--- Provided text ---
Reed Construction Data Inc. v. McGraw-Hill Companies, Inc.
49 F. Supp. 3d 385
S.D.N.Y.2014Background
- Reed and McGraw‑Hill compete nationally in subscription construction‑project information databases (Reed’s "Connect" and McGraw‑Hill’s "Dodge Network"); Reed alleges McGraw‑Hill secretly accessed Reed’s service using fake accounts and consultants to obtain data.
- McGraw‑Hill paid consultants ("spies") to subscribe to Reed Connect and used that access to generate and distribute comparative reports (the "Roper Reports") and numerous ad hoc comparisons to prospective customers.
- Reed alleges McGraw‑Hill used the illicit access to create false/misleading comparisons, tout exclusivity and inflated project‑ratio claims, and on some occasions took project leads for Dodge.
- Reed sued under the Lanham Act (false advertising), Section 2 of the Sherman Act (monopolization/attempted monopolization), and several state common‑law torts; McGraw‑Hill moved for summary judgment and to exclude Reed’s expert, Dr. Frederick Warren‑Boulton.
- The court held a Daubert hearing, excluded Dr. Warren‑Boulton’s regression‑based testimony as unreliable, granted summary judgment to McGraw‑Hill on Lanham Act and antitrust claims, and denied summary judgment only on Reed’s New York unfair‑competition (misappropriation) claim based on isolated instances of taking Reed’s project leads.

--- Records ---
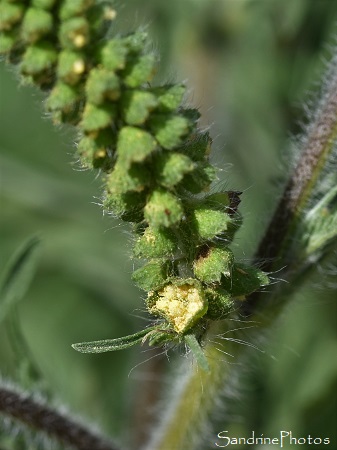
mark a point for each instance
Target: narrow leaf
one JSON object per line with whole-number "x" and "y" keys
{"x": 110, "y": 345}
{"x": 18, "y": 275}
{"x": 197, "y": 351}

--- To-do list ---
[A] Print everything in the case summary above from "49 F. Supp." down to "to prospective customers.", copying it without changes.
[B] Answer these questions using the case summary above:
(i) What is the name of Reed's construction-project database?
(ii) What are the comparative reports that McGraw-Hill generated and distributed called?
(iii) On which of Reed's claims was summary judgment denied?

--- Solutions to the exercise ---
[A]
49 F. Supp. 3d 385
S.D.N.Y.2014Background
- Reed and McGraw‑Hill compete nationally in subscription construction‑project information databases (Reed’s "Connect" and McGraw‑Hill’s "Dodge Network"); Reed alleges McGraw‑Hill secretly accessed Reed’s service using fake accounts and consultants to obtain data.
- McGraw‑Hill paid consultants ("spies") to subscribe to Reed Connect and used that access to generate and distribute comparative reports (the "Roper Reports") and numerous ad hoc comparisons to prospective customers.

[B]
(i) Connect.
(ii) The "Roper Reports."
(iii) Reed's New York unfair-competition (misappropriation) claim.